[DOCUMENT SECTION]
-- START --

Russia had to agree a humiliating peace in the Treaty of Portsmouth, arranged by the United States, in 1905.
Japan became regarded as more modern and efficient; Russia's weaknesses revealed.
The Russo-Japanese war was a cause of the 1905 Revolution.
Key Events of the 1905 Revolution
The 1905 Revolution was a culmination of years of discontent.
Economic condition of the peasantry, and economic recession in the 20th century.
Growing nationalist unrest, autocratic nature of Nicholas II's/Defeat in the Russo-Japanese War were the main causes of the 1905 Revolution
When unrest broke out, Trotsky and other Mensheviks and radicals tried to promote strikes and other workers' actions.
Lenin was in exile and returned to Russia 11 months after Bloody Sunday.
Key Term
Soviets: Workers' councils, which first appeared in industrial cities in 1905. They were to play an important part in the October 1917 Revolution.
Bloody Sunday
In January 1905, Father Gapon led a march to the Tsar’s Winter Palace in St Petersburg, asking for reforms.
Cossack soldiers violently dispersed the crowd, killing an estimated 130 people.
The Tsar was blamed for the repression.
Other Disturbances in 1905
Strikes began in Moscow and spread to other cities.
Workers’ soviets were formed in St Petersburg and Moscow.
Sailors on the battleship Potemkin mutinied.
Middle-class liberals (Kadets) wanted the Tsar’s powers limited.
Peasants refused to pay rent and attacked property.
The revolutionaries were disorganised, with protests geographically scattered across the empire.
The army remained loyal to the Tsar.
The October Manifesto, 1905
Nicholas II made concessions, on the advice of Witte.
The October Manifesto promised free speech, voting rights, and an elected assembly (Duma).
Reaction was divided; moderate liberals ('Octobrists') were pacified.
Peasant unrest calmed by phasing out redemption payments.
A minority of extreme revolutionaries (Bolsheviks) felt the Manifesto didn't go far enough.
The Reassertion of Tsarist Authority: The Dumas and Stolypin's Reforms
The Fundamental Laws, 1906
Nicholas II issued the Fundamental Laws, asserting his full autocratic powers despite the October Manifesto.
'Supreme autocratic power belongs to the tsar'.
The Tsar could introduce laws and veto those passed by the Duma.
Elected Duma balanced by the State Council (appointed by the Tsar).
Ministers appointed by the Tsar, who also controlled military and foreign affairs.
The Duma had no way of enforcing its decisions.
Police and army harassed critics; 15000 killed and 70000 arrested within a year.

-- END --

[GIVEN DATA]
-- START --

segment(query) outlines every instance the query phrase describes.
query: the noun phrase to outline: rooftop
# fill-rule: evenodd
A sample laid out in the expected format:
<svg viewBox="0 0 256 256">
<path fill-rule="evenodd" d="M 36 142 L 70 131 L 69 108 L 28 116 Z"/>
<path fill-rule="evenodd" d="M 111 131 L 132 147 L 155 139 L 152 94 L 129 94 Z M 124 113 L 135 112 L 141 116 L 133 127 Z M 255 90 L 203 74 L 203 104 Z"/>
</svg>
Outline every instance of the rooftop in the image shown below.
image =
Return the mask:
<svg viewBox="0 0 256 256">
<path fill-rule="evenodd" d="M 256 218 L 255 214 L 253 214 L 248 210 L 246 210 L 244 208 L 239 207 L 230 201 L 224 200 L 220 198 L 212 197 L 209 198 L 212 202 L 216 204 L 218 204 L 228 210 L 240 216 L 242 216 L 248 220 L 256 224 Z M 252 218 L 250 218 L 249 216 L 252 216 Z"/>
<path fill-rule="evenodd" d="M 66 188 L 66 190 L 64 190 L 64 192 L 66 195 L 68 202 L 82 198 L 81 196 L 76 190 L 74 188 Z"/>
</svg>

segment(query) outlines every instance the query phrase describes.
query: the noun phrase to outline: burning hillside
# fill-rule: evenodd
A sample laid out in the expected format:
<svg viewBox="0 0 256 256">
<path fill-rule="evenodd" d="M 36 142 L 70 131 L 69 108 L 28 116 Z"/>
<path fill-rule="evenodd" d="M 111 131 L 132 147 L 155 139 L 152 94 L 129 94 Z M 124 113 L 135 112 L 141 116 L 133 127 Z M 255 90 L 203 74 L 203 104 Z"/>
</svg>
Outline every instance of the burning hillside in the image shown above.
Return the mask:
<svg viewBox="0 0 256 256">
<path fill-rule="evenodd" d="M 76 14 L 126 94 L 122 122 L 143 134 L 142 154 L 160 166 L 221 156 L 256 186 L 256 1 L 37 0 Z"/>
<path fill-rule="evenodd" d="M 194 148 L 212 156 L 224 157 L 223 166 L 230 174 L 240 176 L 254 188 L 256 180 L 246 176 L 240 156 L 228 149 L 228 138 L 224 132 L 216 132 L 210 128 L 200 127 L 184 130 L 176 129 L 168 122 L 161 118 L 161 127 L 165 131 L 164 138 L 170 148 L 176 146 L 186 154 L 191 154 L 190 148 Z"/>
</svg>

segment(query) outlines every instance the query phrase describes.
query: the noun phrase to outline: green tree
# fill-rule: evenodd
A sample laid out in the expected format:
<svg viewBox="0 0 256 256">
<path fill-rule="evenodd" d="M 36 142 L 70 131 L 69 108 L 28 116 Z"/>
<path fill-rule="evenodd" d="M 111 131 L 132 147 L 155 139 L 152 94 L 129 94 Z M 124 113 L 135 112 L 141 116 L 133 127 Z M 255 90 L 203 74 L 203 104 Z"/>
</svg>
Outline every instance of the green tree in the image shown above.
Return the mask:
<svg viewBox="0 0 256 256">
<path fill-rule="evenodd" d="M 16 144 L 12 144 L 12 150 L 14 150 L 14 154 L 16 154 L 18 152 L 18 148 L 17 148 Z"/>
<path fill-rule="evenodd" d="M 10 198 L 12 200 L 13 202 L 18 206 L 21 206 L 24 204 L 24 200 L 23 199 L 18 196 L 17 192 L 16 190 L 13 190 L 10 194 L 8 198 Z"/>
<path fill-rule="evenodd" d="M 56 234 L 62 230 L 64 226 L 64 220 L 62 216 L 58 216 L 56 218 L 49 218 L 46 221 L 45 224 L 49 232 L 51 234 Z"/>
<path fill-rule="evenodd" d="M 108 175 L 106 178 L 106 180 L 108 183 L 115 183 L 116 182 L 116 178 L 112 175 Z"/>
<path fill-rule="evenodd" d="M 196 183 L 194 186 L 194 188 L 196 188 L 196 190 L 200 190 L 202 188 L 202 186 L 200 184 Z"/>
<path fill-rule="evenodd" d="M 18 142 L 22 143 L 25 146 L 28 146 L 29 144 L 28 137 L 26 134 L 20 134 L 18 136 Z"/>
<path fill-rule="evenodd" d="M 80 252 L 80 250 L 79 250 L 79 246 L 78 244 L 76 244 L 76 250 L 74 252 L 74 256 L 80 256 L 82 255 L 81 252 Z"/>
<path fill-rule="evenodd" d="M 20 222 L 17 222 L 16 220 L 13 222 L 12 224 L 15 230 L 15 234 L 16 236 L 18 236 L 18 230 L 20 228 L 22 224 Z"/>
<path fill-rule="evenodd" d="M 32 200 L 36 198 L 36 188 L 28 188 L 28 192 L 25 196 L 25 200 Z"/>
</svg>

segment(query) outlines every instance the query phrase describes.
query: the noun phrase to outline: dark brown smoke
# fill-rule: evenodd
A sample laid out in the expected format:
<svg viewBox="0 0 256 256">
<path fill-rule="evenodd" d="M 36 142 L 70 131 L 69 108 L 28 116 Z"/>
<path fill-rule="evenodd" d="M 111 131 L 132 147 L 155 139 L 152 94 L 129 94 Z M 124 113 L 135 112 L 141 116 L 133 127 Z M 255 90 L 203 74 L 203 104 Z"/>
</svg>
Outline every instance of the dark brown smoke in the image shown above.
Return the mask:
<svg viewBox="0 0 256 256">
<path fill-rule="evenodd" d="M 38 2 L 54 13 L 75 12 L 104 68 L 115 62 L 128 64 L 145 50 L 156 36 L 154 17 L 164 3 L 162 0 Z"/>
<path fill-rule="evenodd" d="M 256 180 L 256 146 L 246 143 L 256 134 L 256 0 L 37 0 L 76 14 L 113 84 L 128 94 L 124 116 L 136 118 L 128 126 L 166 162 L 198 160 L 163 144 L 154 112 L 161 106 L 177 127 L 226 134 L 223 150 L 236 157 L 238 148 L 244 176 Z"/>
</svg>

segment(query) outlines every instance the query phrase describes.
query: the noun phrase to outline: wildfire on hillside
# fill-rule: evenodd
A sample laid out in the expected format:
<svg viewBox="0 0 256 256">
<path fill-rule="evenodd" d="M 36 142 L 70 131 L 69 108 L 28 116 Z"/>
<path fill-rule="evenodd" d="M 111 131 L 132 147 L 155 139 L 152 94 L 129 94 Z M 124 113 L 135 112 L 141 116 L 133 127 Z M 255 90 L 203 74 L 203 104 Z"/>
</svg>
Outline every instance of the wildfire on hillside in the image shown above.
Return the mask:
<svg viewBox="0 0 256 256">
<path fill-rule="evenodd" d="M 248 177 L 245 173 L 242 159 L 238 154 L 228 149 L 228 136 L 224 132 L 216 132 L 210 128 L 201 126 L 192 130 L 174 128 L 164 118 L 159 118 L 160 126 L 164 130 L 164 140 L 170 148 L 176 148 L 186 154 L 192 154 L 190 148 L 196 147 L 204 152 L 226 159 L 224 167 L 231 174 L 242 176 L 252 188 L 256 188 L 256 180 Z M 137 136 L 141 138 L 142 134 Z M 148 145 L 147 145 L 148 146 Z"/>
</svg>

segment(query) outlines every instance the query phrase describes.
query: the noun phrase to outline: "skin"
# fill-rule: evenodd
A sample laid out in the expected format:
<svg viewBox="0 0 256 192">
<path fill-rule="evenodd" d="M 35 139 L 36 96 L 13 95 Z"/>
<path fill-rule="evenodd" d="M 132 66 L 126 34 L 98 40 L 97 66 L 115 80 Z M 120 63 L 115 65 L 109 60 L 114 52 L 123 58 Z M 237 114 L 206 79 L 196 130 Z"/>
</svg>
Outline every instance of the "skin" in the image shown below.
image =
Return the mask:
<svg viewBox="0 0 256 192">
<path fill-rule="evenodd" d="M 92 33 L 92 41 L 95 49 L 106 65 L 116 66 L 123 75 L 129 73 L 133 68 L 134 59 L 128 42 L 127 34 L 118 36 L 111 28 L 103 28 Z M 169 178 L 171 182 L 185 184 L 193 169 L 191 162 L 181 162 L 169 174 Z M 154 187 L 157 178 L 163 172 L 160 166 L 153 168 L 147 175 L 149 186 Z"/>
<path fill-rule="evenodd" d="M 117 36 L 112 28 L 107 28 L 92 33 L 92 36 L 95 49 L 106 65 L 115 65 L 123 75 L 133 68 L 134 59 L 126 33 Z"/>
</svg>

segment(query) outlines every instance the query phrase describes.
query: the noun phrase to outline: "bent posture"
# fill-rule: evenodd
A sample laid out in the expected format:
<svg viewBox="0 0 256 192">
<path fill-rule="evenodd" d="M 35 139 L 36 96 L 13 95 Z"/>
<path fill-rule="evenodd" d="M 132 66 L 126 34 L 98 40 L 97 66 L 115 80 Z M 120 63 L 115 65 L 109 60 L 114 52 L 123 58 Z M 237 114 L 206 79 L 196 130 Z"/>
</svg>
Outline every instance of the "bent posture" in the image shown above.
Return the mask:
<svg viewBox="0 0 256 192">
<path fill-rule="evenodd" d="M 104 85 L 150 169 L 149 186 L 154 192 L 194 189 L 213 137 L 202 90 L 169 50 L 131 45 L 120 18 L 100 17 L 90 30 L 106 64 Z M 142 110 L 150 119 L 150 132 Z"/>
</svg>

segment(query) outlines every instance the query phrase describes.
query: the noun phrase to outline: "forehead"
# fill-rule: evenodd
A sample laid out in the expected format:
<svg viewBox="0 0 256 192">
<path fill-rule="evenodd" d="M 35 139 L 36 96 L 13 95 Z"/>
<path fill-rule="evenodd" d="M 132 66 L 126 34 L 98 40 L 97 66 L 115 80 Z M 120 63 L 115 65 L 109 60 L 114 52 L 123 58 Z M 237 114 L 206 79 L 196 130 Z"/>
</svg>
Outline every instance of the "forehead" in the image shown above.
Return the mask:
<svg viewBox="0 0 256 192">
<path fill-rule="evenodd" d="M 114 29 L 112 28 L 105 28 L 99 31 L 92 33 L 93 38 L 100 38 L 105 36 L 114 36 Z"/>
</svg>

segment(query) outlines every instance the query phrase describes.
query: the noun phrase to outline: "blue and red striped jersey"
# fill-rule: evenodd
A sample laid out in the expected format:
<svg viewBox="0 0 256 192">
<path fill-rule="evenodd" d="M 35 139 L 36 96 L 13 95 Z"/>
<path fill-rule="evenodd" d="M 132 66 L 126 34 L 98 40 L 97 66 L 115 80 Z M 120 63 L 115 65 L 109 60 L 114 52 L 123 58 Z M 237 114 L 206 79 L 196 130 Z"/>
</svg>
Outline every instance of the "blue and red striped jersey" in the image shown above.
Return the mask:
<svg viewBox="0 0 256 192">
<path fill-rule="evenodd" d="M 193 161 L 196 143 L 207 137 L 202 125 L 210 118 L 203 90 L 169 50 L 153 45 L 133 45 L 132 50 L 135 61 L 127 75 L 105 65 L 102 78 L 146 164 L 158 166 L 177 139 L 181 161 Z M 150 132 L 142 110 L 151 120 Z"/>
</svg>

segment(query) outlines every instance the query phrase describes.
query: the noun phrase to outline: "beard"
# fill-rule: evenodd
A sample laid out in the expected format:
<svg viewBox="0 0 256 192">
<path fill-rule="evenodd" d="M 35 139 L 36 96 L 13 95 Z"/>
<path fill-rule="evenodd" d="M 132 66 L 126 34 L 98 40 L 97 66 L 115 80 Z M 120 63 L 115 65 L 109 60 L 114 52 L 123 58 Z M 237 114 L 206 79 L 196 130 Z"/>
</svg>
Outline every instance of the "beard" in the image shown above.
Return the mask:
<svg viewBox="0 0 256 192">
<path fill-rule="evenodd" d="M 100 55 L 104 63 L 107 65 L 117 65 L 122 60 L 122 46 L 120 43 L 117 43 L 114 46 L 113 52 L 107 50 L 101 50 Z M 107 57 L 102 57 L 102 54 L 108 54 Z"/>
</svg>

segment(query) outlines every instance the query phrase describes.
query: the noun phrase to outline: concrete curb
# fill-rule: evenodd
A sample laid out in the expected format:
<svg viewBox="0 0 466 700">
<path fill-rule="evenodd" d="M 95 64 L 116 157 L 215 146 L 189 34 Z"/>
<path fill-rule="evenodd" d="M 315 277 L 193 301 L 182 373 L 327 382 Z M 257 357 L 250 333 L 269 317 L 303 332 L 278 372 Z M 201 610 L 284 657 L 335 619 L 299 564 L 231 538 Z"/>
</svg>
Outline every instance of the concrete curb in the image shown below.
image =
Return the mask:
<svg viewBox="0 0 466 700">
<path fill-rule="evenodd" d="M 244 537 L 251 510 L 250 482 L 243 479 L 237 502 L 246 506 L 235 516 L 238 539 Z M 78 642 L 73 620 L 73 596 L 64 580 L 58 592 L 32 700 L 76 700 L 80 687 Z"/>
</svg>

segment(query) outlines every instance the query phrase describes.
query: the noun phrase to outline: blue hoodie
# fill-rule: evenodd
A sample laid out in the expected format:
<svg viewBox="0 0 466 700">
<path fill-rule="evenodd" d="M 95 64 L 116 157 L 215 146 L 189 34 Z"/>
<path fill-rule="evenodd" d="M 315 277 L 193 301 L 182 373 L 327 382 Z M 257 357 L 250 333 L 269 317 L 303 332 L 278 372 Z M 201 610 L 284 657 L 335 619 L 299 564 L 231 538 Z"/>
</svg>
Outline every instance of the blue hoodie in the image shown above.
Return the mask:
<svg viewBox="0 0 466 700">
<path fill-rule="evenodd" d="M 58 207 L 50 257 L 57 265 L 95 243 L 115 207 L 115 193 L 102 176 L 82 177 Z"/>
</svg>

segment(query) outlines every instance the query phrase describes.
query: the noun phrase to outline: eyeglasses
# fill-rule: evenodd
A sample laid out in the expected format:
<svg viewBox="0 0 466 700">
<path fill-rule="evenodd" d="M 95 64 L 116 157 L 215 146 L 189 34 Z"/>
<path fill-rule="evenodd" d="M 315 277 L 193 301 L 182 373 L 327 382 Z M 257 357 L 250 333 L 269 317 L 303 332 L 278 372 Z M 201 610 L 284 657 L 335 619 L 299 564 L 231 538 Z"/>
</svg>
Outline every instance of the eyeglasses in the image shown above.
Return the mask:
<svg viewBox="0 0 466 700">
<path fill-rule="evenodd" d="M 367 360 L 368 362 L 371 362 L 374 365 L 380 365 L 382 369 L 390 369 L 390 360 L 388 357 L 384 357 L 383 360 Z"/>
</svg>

-- END --

[BRIEF]
Please write out the passage of the text on the 1905 Revolution that starts with the words containing "Peasant unrest calmed" and ends with "enforcing its decisions.". The listing comes from a separate source and has no connection to the text on the 1905 Revolution.

[SOLUTION FOR THIS EXERCISE]
Peasant unrest calmed by phasing out redemption payments.
A minority of extreme revolutionaries (Bolsheviks) felt the Manifesto didn't go far enough.
The Reassertion of Tsarist Authority: The Dumas and Stolypin's Reforms
The Fundamental Laws, 1906
Nicholas II issued the Fundamental Laws, asserting his full autocratic powers despite the October Manifesto.
'Supreme autocratic power belongs to the tsar'.
The Tsar could introduce laws and veto those passed by the Duma.
Elected Duma balanced by the State Council (appointed by the Tsar).
Ministers appointed by the Tsar, who also controlled military and foreign affairs.
The Duma had no way of enforcing its decisions.